■ AUFGABENSTELLUNG ■
Übertragen Sie diesen Satz aus dem Dokumentausschnitt ins Englische: „Auf Vertrauensschutz bzgl. der Rechtsanwendung durch die Finanzverwaltung kann sich der Steuerpflichtige nur bei Erteilung einer verbindlichen Zusage oder Auskunft berufen.“

■ DOKUMENTAUSSCHNITT ■

....

Entscheidungsstichwort (Thema)
Keine Umsatzsteuerbefreiung für Grundpflegeleistungen der ambulanten Krankenpflege für Veranlagungszeiträume vor 1992
Leitsatz (redaktionell)
- Die Umsatzsteuerbefreiung von Grundpflegeleistungen der ambulanten Pflegedienste für Veranlagungszeiträume vor 1992 ist nicht durch sachliche Billigkeitsgründe geboten, da sie nicht dem mutmaßlichen Willen des Gesetzgebers entspricht.
- Auf Vertrauensschutz bzgl. der Rechtsanwendung durch die Finanzverwaltung kann sich der Steuerpflichtige nur bei Erteilung einer verbindlichen Zusage oder Auskunft berufen.
- Auch die Begünstigung von Mitbewerbern durch eine frühere rechtswidrige Verwaltungspraxis vermag eine abweichende Festsetzung aus Billigkeitsgründen nicht zu rechtfertigen.

....

■ EXTRAHIERTE INFORMATIONEN ■
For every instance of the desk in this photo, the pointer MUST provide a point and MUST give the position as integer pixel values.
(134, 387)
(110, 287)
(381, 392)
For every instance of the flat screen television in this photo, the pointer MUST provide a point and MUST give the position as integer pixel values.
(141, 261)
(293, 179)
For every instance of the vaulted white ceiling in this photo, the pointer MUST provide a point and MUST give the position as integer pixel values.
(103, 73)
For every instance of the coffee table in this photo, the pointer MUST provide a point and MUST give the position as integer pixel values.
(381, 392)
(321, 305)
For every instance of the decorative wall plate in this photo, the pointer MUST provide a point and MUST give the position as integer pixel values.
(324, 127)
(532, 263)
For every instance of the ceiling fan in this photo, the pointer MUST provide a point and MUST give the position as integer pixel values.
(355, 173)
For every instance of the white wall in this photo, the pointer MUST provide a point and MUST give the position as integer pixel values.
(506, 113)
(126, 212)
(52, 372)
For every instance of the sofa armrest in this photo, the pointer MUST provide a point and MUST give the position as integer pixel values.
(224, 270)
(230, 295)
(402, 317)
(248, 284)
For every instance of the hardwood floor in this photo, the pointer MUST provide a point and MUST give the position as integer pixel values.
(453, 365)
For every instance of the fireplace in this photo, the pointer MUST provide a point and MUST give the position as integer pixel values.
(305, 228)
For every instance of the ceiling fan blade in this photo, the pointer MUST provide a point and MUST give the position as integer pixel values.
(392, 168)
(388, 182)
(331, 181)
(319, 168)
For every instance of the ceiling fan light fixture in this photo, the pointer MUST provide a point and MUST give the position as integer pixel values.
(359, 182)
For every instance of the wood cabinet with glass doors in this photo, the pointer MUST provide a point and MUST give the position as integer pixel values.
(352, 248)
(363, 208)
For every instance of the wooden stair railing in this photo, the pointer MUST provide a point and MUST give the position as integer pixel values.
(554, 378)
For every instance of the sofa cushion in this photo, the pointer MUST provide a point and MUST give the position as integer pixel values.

....

■ VOLLSTÄNDIGE ANTWORT ■
The taxpayer may rely on the protection of legitimate expectations with regard to the application of the law by the tax authorities only if a binding commitment or ruling has been issued.